● Task statement
Return every entry exactly.

┄┄┄┄┄┄

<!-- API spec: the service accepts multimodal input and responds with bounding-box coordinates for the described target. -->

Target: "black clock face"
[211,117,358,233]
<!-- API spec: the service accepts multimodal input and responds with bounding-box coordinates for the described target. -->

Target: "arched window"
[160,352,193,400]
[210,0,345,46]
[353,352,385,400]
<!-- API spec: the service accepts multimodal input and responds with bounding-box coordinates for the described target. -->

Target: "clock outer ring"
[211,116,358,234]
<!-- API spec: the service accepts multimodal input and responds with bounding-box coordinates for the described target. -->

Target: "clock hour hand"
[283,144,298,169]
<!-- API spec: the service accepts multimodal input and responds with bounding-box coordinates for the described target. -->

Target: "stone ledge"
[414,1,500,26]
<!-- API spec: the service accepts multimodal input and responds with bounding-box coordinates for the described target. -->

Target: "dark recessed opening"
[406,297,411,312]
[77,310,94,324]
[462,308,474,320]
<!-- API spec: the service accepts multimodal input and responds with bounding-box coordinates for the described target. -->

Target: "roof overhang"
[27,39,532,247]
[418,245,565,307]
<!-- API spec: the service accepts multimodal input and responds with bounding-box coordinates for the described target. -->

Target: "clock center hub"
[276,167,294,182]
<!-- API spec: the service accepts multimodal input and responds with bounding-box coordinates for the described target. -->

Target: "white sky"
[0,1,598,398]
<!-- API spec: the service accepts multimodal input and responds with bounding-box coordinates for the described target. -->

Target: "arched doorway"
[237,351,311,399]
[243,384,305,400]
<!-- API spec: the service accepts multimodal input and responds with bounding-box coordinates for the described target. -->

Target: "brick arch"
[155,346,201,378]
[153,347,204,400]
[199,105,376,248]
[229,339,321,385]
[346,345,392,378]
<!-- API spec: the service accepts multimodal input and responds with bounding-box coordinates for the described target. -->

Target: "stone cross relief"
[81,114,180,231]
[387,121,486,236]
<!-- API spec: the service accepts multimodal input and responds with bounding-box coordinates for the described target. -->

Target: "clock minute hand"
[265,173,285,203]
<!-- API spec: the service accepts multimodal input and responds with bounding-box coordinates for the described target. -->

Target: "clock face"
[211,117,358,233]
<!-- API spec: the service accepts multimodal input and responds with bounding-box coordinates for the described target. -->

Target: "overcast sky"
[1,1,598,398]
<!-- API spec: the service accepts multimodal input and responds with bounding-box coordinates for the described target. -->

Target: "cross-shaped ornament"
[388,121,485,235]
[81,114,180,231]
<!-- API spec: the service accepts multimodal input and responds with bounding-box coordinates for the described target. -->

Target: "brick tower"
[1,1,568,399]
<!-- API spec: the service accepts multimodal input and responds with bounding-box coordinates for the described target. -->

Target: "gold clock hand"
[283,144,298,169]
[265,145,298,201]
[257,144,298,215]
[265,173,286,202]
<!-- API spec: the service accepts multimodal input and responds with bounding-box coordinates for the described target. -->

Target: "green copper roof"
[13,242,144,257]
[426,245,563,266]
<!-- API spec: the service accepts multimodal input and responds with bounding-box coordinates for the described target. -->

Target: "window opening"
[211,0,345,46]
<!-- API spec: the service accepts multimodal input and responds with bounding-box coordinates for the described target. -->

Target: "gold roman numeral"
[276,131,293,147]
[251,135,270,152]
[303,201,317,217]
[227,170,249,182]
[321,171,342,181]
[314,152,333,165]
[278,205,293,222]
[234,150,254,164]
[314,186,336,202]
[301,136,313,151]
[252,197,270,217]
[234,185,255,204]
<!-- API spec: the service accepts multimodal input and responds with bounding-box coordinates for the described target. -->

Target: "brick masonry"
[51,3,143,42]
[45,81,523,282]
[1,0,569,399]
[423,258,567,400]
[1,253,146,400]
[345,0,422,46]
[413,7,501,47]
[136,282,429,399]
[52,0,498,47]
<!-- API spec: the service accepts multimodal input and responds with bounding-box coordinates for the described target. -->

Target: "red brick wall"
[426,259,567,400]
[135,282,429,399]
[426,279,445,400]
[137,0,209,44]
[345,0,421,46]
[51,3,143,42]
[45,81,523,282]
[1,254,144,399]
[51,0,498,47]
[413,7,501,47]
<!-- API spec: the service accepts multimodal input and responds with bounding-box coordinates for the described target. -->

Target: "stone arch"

┄┄┄┄┄┄

● Exercise answer
<!-- API spec: the service accepts multimodal input and responds with bounding-box coordinates for the described target. -->

Target: "black clock face"
[211,117,358,233]
<!-- API spec: the service accepts multimodal input and responds with bounding-box coordinates for the described target. -->

Target: "arched window"
[160,352,193,400]
[210,0,345,46]
[353,352,385,400]
<!-- API spec: the service accepts multimodal input and responds with bounding-box coordinates for the described target. -->

Target: "clock outer ring"
[211,116,358,234]
<!-- API spec: the service accepts multimodal input and responds with bounding-box coordinates for the described target. -->

Target: "clock hour hand"
[283,144,298,169]
<!-- API spec: the service accepts multimodal input and responds with bounding-box coordinates for the described target. -->

Target: "stone ledge"
[414,1,500,26]
<!-- API spec: the service accepts multimodal input and responds with bounding-box coordinates for the described target. -->

Target: "dark recessed opening"
[406,297,411,312]
[77,310,94,324]
[462,308,474,320]
<!-- API spec: the service accepts multimodal input and responds with bounding-box coordinates for the described target. -->

Target: "roof overhang"
[27,39,532,247]
[418,245,565,307]
<!-- API spec: the service accepts multimodal input and responds with bounding-box coordinates for the described target. -->

Target: "clock center hub"
[276,167,294,182]
<!-- API spec: the service accepts multimodal input and responds with bounding-box coordinates for the described target. -->

Target: "white sky"
[0,1,598,398]
<!-- API spec: the service accepts multimodal input and responds with bounding-box coordinates for the described target. -->

Target: "arched doorway"
[237,351,311,399]
[243,384,305,400]
<!-- API spec: the service accepts multimodal input and responds with bounding-box coordinates for the described target. -->

Target: "brick arch"
[155,346,201,378]
[153,347,204,400]
[199,105,376,248]
[229,339,321,385]
[346,345,392,378]
<!-- API spec: the service accepts multimodal input and responds with bounding-box coordinates for the described target. -->

Target: "stone cross relief"
[81,114,180,231]
[387,121,486,236]
<!-- API spec: the service accepts multimodal input and responds with bounding-box coordinates for the described target. -->

Target: "clock minute hand"
[265,173,285,203]
<!-- API spec: the service accepts multimodal input and responds with bounding-box coordinates for the described target. -->

Target: "clock face"
[211,117,358,233]
<!-- API spec: the service accepts multimodal input and responds with bounding-box coordinates for the described target. -->

Target: "overcast sky"
[1,1,598,398]
<!-- API spec: the service accepts multimodal input and responds with bounding-box coordinates for the described target. -->

Target: "cross-shaped ornament"
[388,121,485,235]
[81,114,180,231]
<!-- API spec: the service accepts multimodal input and responds with bounding-box coordinates for the described target. -->

Target: "brick tower"
[1,1,568,399]
<!-- API spec: the service accepts multimodal input and responds with bounding-box coordinates for the described target. -->

Target: "gold clock hand"
[283,144,298,169]
[265,145,298,201]
[257,144,298,215]
[265,173,286,202]
<!-- API spec: the service accepts multimodal input and responds with bounding-box coordinates for the described target. -->

Target: "green copper roof"
[13,242,144,257]
[426,245,563,266]
<!-- API spec: the service accepts multimodal input and responds with bounding-box coordinates for the described target. -->

Target: "window opening"
[211,0,345,46]
<!-- API spec: the service accepts multimodal input and responds with bounding-box coordinates for the described target. -->

Target: "gold roman numeral"
[276,131,293,147]
[251,135,270,152]
[303,201,317,217]
[227,170,249,182]
[321,171,342,181]
[314,152,333,165]
[278,205,293,222]
[234,150,254,164]
[314,186,336,202]
[301,136,313,151]
[252,197,270,217]
[234,185,255,204]
<!-- API spec: the service accepts multimodal input and responds with bounding-box coordinates for the described target. -->

Target: "brick masonry"
[51,3,143,42]
[45,81,523,282]
[1,0,569,399]
[423,258,567,400]
[1,253,146,400]
[345,0,422,46]
[413,7,501,47]
[136,282,429,399]
[52,0,498,47]
<!-- API spec: the service accepts multimodal input and responds with bounding-box coordinates for the described target. -->

Target: "red brick wall"
[426,259,567,400]
[135,282,429,399]
[426,279,445,400]
[137,0,209,44]
[345,0,421,46]
[51,3,143,42]
[45,81,523,282]
[1,254,144,399]
[51,0,498,47]
[413,7,501,47]
<!-- API spec: the service accepts multimodal input and responds with bounding-box coordinates for the described target. -->

Target: "stone arch"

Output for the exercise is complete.